== Your objective ==
The answer should be each line from the entries below that has the word "track" in it.

== Data ==
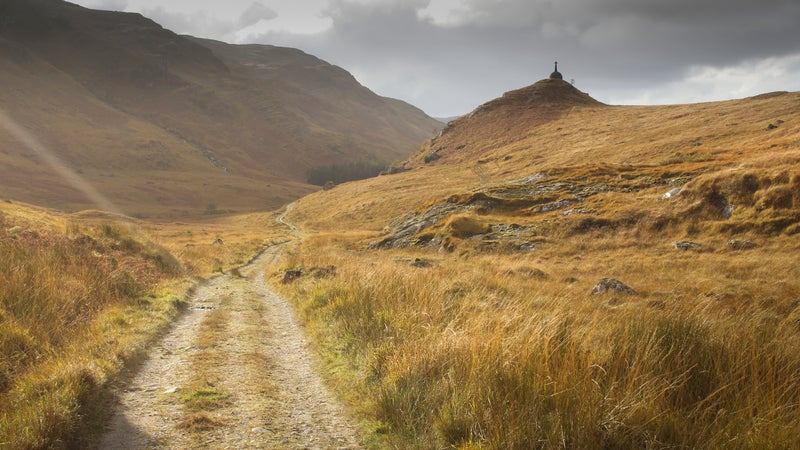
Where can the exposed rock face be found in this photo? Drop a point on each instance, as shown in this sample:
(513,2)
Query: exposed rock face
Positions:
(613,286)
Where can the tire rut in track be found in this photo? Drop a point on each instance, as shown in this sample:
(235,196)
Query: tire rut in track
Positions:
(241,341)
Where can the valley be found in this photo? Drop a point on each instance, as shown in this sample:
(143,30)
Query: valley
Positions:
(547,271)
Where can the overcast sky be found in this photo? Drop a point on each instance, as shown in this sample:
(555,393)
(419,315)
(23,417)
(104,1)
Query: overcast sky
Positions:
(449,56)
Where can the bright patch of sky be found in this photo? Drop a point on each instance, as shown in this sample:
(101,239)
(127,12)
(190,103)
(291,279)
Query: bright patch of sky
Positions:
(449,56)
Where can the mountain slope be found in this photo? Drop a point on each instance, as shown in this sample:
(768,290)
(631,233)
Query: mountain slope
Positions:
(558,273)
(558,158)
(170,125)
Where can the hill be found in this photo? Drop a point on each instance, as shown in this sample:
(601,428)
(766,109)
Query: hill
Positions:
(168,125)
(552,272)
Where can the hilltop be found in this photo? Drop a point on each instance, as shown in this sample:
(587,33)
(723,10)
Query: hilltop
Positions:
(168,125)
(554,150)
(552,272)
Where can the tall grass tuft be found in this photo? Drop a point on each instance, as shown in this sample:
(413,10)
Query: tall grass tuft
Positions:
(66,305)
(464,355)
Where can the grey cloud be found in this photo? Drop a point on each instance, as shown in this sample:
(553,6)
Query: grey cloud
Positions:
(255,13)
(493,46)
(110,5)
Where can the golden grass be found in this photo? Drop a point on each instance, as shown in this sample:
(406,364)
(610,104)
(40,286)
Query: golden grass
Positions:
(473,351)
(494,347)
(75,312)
...
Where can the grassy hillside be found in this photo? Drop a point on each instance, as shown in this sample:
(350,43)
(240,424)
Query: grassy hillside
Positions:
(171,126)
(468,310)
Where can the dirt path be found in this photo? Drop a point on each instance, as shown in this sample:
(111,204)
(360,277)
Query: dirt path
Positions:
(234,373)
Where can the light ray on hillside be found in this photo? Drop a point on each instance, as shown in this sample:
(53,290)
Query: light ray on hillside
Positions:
---
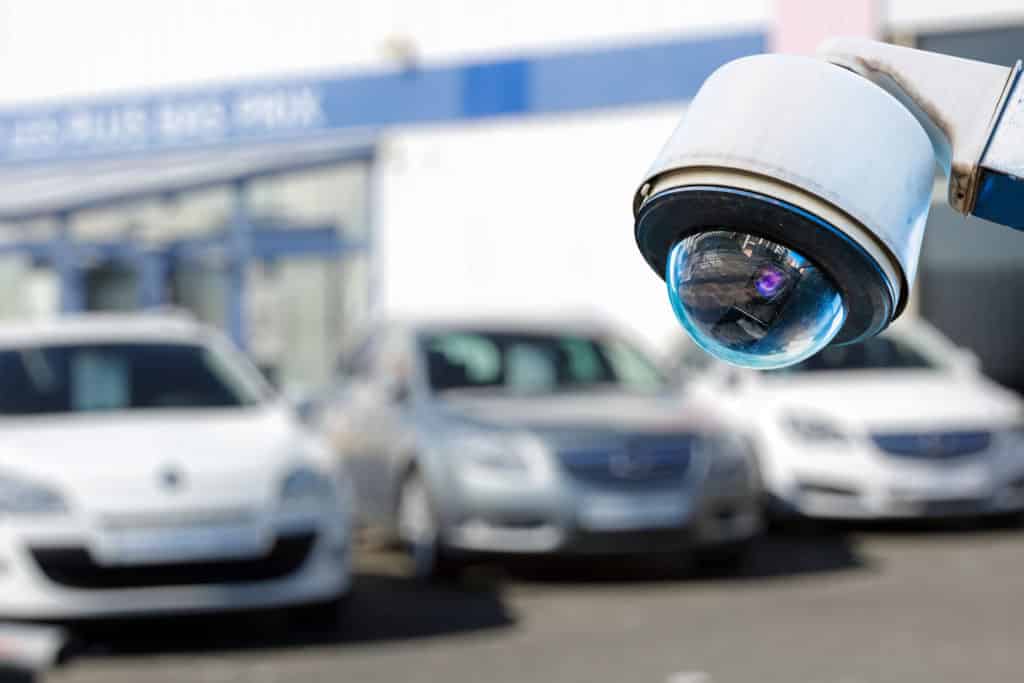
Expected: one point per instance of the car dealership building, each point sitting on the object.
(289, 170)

== Response ==
Where can the tire rut in track be found in this photo? Drop a point on each instance, as shown in this sample:
Query: tire rut in track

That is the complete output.